● PROBLEM TO SOLVE
Extract each line of the items below that contains the word "sushi", copying those lines without changes.

Entries locating objects in images
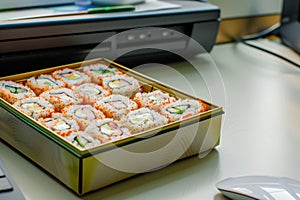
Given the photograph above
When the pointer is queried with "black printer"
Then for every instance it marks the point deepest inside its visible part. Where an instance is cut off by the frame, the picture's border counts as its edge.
(32, 44)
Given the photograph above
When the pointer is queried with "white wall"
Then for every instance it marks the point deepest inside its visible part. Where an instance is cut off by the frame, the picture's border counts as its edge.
(245, 8)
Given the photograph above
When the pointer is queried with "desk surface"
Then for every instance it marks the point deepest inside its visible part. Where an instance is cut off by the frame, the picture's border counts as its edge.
(260, 132)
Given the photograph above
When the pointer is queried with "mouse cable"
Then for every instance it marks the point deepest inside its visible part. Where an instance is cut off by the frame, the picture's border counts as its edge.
(261, 34)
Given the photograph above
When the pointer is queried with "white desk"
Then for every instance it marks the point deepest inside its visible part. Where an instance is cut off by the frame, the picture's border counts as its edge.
(260, 134)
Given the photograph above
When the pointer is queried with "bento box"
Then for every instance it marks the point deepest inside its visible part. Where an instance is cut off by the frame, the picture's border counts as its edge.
(110, 123)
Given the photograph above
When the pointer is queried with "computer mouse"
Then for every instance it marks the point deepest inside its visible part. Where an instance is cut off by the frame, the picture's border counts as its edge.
(260, 188)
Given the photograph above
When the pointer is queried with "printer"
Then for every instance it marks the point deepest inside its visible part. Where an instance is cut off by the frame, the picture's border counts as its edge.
(32, 44)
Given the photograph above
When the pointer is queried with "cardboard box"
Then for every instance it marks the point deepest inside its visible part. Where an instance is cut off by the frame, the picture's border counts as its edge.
(87, 170)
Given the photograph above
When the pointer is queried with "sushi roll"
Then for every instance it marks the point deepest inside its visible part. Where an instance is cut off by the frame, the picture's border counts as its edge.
(61, 98)
(83, 114)
(82, 140)
(43, 83)
(154, 100)
(100, 70)
(12, 91)
(182, 109)
(90, 92)
(71, 77)
(115, 106)
(35, 107)
(60, 124)
(124, 85)
(107, 130)
(143, 119)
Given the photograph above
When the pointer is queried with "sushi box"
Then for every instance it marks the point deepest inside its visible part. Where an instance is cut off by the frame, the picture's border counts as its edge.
(88, 169)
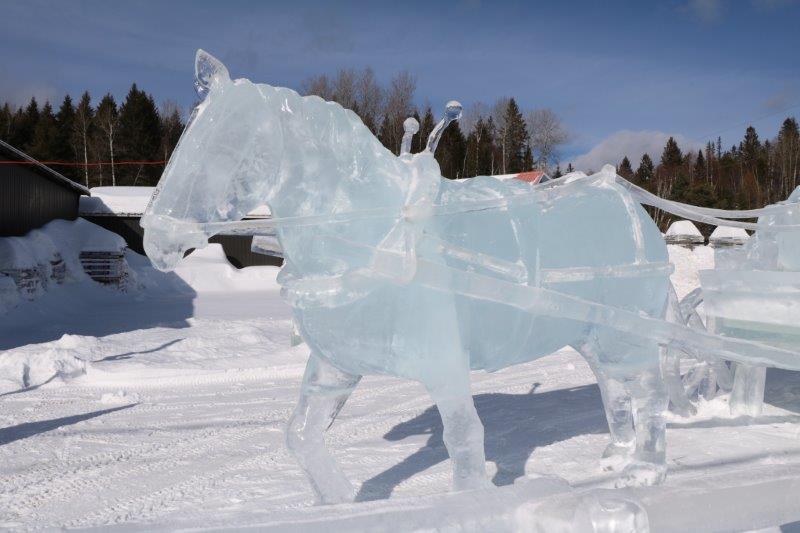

● TASK RESPONSE
When the pointer is queried with "sushi roll"
When the pointer is queried with "sushi box"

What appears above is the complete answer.